§ Exercise instructions:
A) In the text on trike support and pedalling for riders with hemiplegia, over what part of the pedal's circle, pictured as a clock's minute hand, does the effective power stroke run?
B) Continue the text on trike support and pedalling for riders with hemiplegia, starting after its last sentence.

§ Reading text:
----
Lastly with laterals is their position in relation to the body.  By definition, hemiplegia is not a symmetrical condition and lateral supports cannot be symmetrical either, if good, upright posture is to be achieved.  As a rule of thumb, raising the position of the lateral on the weak side and lowering it on the strong side will correct or at least improve the leaning tendency.  As a result, I designed the tomcat laterals to have significant vertical adjustment as well as lateral adjustment.   If you have a Tomcat, you will be able to try these things for yourself, and you will notice that as you incrementally increase the vertical offset between the pads, so will the spine become more upright.

With significant weakness, I would expect the pad on the weak side to be in contact with the lower or mid thorax with the strong side pad in the waist, but on the hip.  In exceptional cases, improvement can also result from offsetting the laterals laterally, and as you would expect, the lateral on the weak side may need to be positioned closer to the centreline and the strong side further away.

It has always been a great reward to me to begin with a rider with terrible posture at the start, then by making progressive tweaks, bring them upright!  Importantly, you have not just given them support, but you’ve given them confidence in their safety too, and as soon as they stop thinking safety, and start thinking fun and movement they will be off like a rocket.

Getting Propulsion under control

That brings me to the pedalling issues which are also very interesting.

If you think of a pedal as the minute hand of a clock, the effective power stroke is from about one ‘o’ clock to five ‘o’ clock.  Then comes the backward drag to seven ‘o’ clock where the other foot takes over and returns the first foot to ‘one’ so the process can repeat.  The problem with hemiplegia is that there may be little or no help coming from the affected foot, so the better leg may have to do the work of both, but it still only has that ‘one’ till ‘five’ window to provide the propulsion needed to complete a full circle.

So what moves the trike from ‘five’ to ‘one’ when nothing is pushing the pedals?  Clearly it is inertia.  Think of inertia as a flywheel, storing up energy on the power stroke to release it during the dead stroke.  When a trike and rider are in motion, they, too, are like a flywheel, releasing energy to carry the trike forward from one power stroke to another.  It stands to reason, therefore, that the more energy and inertia you can put into the moving trike on that single stroke, the further it will travel and the more likely the rider will be to complete the circle.
----
§ Source data:

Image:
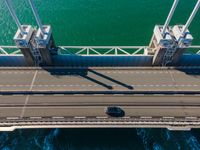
----
§ Set of answers:
A) From about one o'clock to five o'clock.

B)
Obviously, the faster the trike can be made to move, the further it is likely to travel, thus two trike design factors are crucial to success with hemiplegia.

  • The trike must be a light as possible
  • The drive ratio must be as high as possible.

When you have a sensibly high drive ratio, propelling a lightweight trike with good wheel bearings, it will be far easier for the hemiplegic rider to produce sufficient acceleration to keep the trike moving forward to the next push of the pedal.

We often hear some very nice comments at Tomcat about how certain children can ride a Tomcat but nothing else, and that is very rewarding to hear, but it’s engineering not rocket science.

What to look for in a trike.

In an industry where weight is often ignored and gear ratios are standardised, it is little wonder that success is sometimes hit and miss.  Think of it this way: if you struggle to lift a heavy weight yourself, how can a rider with physiological impairment be expected to propel it?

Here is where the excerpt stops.